▶ **Aim of the exercise**: Extend the piece profiling UK startups beyond its final sentence.

▶ **Provided passage**:
In September 2025 it closed a seed funding round led by Foresight Group Ventures, with participation from University of Liverpool, Wren Capital, Haatch, LYVA Labs and the Liverpool City Region Seed Fund.
It already has early deployment at research institutions, which have reported using its software to reduce sample damage and improve outcomes.
Dabalox — London
Dabalox is applying conversational AI to the home-heat-pump/retrofit market. It’s aiming to act as a “heat coach” for homeowners, bridging the communication gap between homeowners and installers. It claims its platform can save around £600 per install.
The problem being solved is that the adoption of heat pumps and retrofit technologies in the UK is slow. A major barrier is homeowner uncertainty, installer-homeowner communication friction and mismatch of expectations.
North AI — Manchester
North AI has developed an AI-powered predictive insights platform for the media & entertainment industry (film, TV, streaming, distribution). Its technology predicts the commercial value of content, including old and new titles, by analysing audience data, marketability and risk/return.
The problem being solved is that decision-making on content in media/entertainment is often based on gut, historical performance or limited data. The company aims to reduce risk and improve commercial returns by giving platforms, producers and distributors better predictive tools for audience demand, positioning and monetisation.
Matt Penneycard — founding partner at Ada Ventures

Saturn — London
Saturn is developing a world model for robotics, enabling a step change in simulation and training. The team is currently in stealth, and is made up of machine learning experts and a CEO on their second company.
Metris — London
Metris is building a platform for solar asset management for solar funds and operations and maintenance installers, reducing the inefficiencies of managing and maintaining energy portfolios.
Penneycard also recommended Cascade.

▶ **Supplied material**:
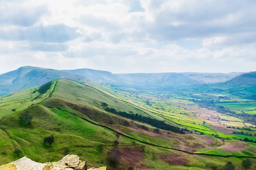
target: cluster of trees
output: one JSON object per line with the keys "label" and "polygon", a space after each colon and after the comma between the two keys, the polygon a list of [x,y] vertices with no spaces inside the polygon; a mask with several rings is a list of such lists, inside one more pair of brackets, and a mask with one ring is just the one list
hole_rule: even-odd
{"label": "cluster of trees", "polygon": [[108,112],[117,114],[122,117],[130,119],[132,120],[137,120],[145,123],[154,126],[157,128],[163,130],[169,130],[173,132],[185,134],[185,132],[189,132],[189,130],[186,128],[180,128],[179,127],[172,126],[166,123],[164,121],[155,119],[149,117],[146,117],[138,113],[135,114],[128,113],[125,112],[117,111],[113,108],[106,108],[105,110]]}
{"label": "cluster of trees", "polygon": [[51,88],[52,84],[52,81],[48,82],[47,83],[41,86],[38,89],[34,91],[33,92],[33,93],[35,93],[36,92],[38,92],[39,94],[41,95],[44,94]]}
{"label": "cluster of trees", "polygon": [[221,113],[225,114],[227,116],[233,116],[241,119],[244,120],[245,122],[256,125],[256,114],[251,115],[244,112],[241,113],[237,113],[223,106],[219,106],[216,104],[212,99],[192,99],[189,100],[191,102],[195,102],[200,107],[207,108],[209,110],[215,110]]}
{"label": "cluster of trees", "polygon": [[33,116],[27,113],[24,113],[21,114],[20,116],[19,117],[19,119],[22,122],[26,122],[30,125],[31,124],[31,122],[33,119]]}
{"label": "cluster of trees", "polygon": [[[243,160],[241,163],[241,166],[242,167],[247,170],[247,169],[250,168],[251,166],[253,165],[253,163],[249,159]],[[224,166],[222,168],[224,170],[235,170],[236,167],[231,162],[229,161],[227,162],[227,164]]]}
{"label": "cluster of trees", "polygon": [[[253,134],[252,133],[248,133],[248,132],[244,133],[244,132],[243,132],[242,131],[241,131],[241,132],[238,132],[237,131],[236,131],[232,132],[232,133],[233,134],[235,134],[244,135],[249,136],[253,136]],[[254,133],[254,136],[256,136],[256,133]]]}
{"label": "cluster of trees", "polygon": [[256,143],[256,140],[255,140],[254,141],[253,141],[253,139],[248,139],[247,138],[245,138],[244,139],[243,139],[243,141],[244,141],[244,142],[251,142]]}

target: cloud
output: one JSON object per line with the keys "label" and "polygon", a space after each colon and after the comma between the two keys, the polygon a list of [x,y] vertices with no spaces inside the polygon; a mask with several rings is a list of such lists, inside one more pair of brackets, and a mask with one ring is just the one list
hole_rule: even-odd
{"label": "cloud", "polygon": [[0,39],[14,41],[35,41],[62,42],[80,35],[76,28],[63,24],[47,26],[40,25],[28,28],[0,28]]}
{"label": "cloud", "polygon": [[49,14],[45,6],[31,8],[22,6],[18,2],[3,0],[0,10],[0,26],[31,26],[38,21],[41,16]]}
{"label": "cloud", "polygon": [[68,45],[67,44],[64,43],[46,43],[32,42],[29,44],[29,48],[31,51],[64,51],[68,48]]}
{"label": "cloud", "polygon": [[253,0],[2,0],[0,72],[254,71],[255,8]]}

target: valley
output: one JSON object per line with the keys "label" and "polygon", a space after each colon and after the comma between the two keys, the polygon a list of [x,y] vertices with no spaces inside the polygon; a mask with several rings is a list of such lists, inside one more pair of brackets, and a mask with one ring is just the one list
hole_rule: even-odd
{"label": "valley", "polygon": [[[244,97],[241,91],[208,91],[214,84],[153,91],[88,80],[58,78],[0,97],[0,164],[25,155],[54,162],[67,153],[113,170],[256,162],[256,107],[247,99],[253,91]],[[50,145],[44,141],[51,135]],[[109,156],[116,153],[113,162]]]}

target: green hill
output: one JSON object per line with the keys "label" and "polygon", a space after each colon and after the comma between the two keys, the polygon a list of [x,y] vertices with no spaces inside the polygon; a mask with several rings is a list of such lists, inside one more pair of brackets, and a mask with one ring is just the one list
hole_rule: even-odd
{"label": "green hill", "polygon": [[69,79],[81,82],[90,81],[81,76],[52,69],[22,67],[0,75],[0,95],[42,85],[59,78]]}
{"label": "green hill", "polygon": [[186,72],[116,74],[87,68],[61,71],[84,76],[100,83],[134,86],[175,86],[216,83],[230,80],[241,74]]}
{"label": "green hill", "polygon": [[[256,156],[256,147],[238,140],[224,142],[163,127],[158,133],[151,123],[159,121],[164,126],[169,122],[160,121],[162,117],[128,102],[64,79],[3,96],[0,164],[25,155],[39,162],[53,162],[69,153],[79,155],[89,167],[107,165],[111,170],[202,170],[222,167],[230,161],[241,168],[243,160]],[[114,108],[116,113],[107,112],[106,108]],[[136,116],[151,121],[145,124],[117,113],[138,113]],[[19,118],[26,115],[33,117],[31,123]],[[55,140],[50,146],[44,140],[52,135]],[[236,145],[242,150],[221,151],[227,145]],[[22,151],[19,156],[14,153],[17,148]],[[225,156],[233,155],[237,157]]]}

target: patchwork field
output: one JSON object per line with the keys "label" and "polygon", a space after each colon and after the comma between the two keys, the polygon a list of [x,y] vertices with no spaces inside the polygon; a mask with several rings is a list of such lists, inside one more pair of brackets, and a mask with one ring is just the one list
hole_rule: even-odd
{"label": "patchwork field", "polygon": [[[137,170],[204,170],[222,167],[228,161],[241,168],[241,162],[247,158],[256,163],[256,144],[232,139],[255,140],[255,136],[234,134],[233,131],[248,130],[227,127],[251,125],[233,122],[241,120],[232,116],[225,118],[230,122],[219,121],[215,117],[223,116],[221,113],[185,98],[99,89],[61,79],[52,82],[44,93],[40,94],[41,89],[41,86],[0,98],[1,109],[8,111],[0,112],[0,164],[25,155],[39,162],[54,162],[67,154],[67,148],[68,153],[79,155],[90,167],[107,165],[113,170],[131,166]],[[125,118],[106,108],[163,120],[163,125],[168,123],[187,131],[156,130],[150,124]],[[13,108],[15,111],[12,111]],[[20,119],[24,113],[32,116],[31,124]],[[251,129],[250,133],[256,130]],[[44,142],[51,135],[55,139],[51,146]],[[14,153],[17,148],[22,150],[19,156]],[[116,152],[119,162],[113,164],[109,155]]]}

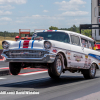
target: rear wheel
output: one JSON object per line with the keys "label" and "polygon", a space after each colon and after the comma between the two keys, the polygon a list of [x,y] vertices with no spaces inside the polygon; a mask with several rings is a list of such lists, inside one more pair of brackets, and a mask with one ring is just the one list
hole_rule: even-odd
{"label": "rear wheel", "polygon": [[55,61],[52,64],[50,64],[48,68],[48,74],[51,78],[57,79],[60,77],[62,70],[63,70],[63,64],[61,56],[57,56],[55,58]]}
{"label": "rear wheel", "polygon": [[21,70],[21,63],[9,62],[9,70],[12,75],[18,75]]}
{"label": "rear wheel", "polygon": [[92,64],[89,69],[83,70],[82,73],[85,79],[93,79],[96,75],[96,65]]}

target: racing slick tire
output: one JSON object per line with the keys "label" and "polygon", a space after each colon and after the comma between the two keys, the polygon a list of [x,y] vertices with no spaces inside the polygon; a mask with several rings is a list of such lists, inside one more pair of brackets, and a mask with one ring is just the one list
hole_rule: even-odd
{"label": "racing slick tire", "polygon": [[85,79],[93,79],[93,78],[95,78],[96,65],[92,64],[89,69],[84,70],[82,73],[83,73],[83,76],[84,76]]}
{"label": "racing slick tire", "polygon": [[18,75],[21,70],[21,63],[9,62],[9,70],[12,75]]}
{"label": "racing slick tire", "polygon": [[55,58],[55,61],[49,64],[48,74],[51,78],[58,79],[62,73],[62,70],[63,70],[63,63],[61,56],[57,56]]}

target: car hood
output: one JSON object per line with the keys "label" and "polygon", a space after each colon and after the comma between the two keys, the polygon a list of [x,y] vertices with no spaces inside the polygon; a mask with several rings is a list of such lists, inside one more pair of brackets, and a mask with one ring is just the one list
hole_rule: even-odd
{"label": "car hood", "polygon": [[9,49],[22,49],[22,48],[34,48],[34,49],[43,49],[44,40],[20,40],[20,41],[9,41]]}

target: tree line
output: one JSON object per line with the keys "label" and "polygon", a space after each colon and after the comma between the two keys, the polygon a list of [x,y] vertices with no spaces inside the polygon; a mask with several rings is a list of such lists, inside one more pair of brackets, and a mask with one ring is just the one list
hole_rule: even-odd
{"label": "tree line", "polygon": [[[49,29],[50,30],[68,30],[68,31],[73,31],[73,32],[80,33],[80,27],[77,27],[75,25],[73,25],[70,28],[58,28],[58,27],[50,26]],[[34,32],[31,32],[31,35],[33,33]],[[91,30],[81,30],[81,33],[83,35],[91,37]],[[7,31],[0,32],[0,36],[3,36],[3,37],[15,37],[17,35],[19,35],[19,33],[17,33],[17,32],[7,32]],[[22,36],[24,36],[24,35],[22,35]]]}

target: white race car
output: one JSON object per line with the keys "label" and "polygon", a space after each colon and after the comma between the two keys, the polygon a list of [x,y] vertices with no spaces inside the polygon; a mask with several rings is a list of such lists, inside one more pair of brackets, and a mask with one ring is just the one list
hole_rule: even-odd
{"label": "white race car", "polygon": [[51,78],[62,72],[81,72],[84,78],[94,78],[100,69],[100,52],[93,50],[94,40],[70,31],[43,30],[34,33],[32,40],[3,41],[1,56],[9,62],[12,75],[22,67],[48,68]]}

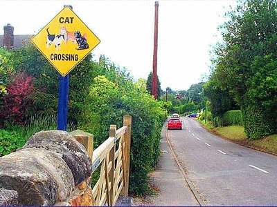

▶ **Task output**:
Duncan Johnson — founding chief executive, Northern Gritstone

Veridox — Manchester
Veridox is developing an AI-powered image and document fraud detection platform designed to provide insurance investigators with explainable, court-ready insights. It recently raised a £1m seed round led by Outward VC and is currently testing its technology with large-scale insurance providers.
Crediflow AI — London
Crediflow is developing an AI-based corporate credit platform that allows banks, commercial lenders and private credit firms to automate the full corporate credit assessment process. The proprietary tool automates up to 90% of manual tasks, reducing the time to make lending decisions from days to minutes.
Voxelo.ai — Manchester
Voxelo is an AI-driven 3D content production platform, primarily targeting e-commerce and online brands to enable them to seamlessly generate lifelike 3D models by simply uploading images or videos of their products at up to 99% lower costs than traditional approaches.
Nazo Moosa — managing director at Paladin Capital Group
Geordie — London
As AI agents are deployed across businesses, solutions to govern their use and action chains and to secure them from threats like model hijacking and data poisoning will become critical. We’re excited by the holistic approach Geordie is taking with its AI governance platform to help organisations manage AI agent risks and observe their usage.
Stanhope AI — London
Stanhope AI is working to productise an AI system based on active inference, a theory within neuroscience which explains how brains learn and reason in real time. It’s aiming to build a system that learns on the fly and does not require pre-training, and in doing so represents a generational opportunity to invest in the future of robotics and artificial intelligence, bringing previously unseen technology to market.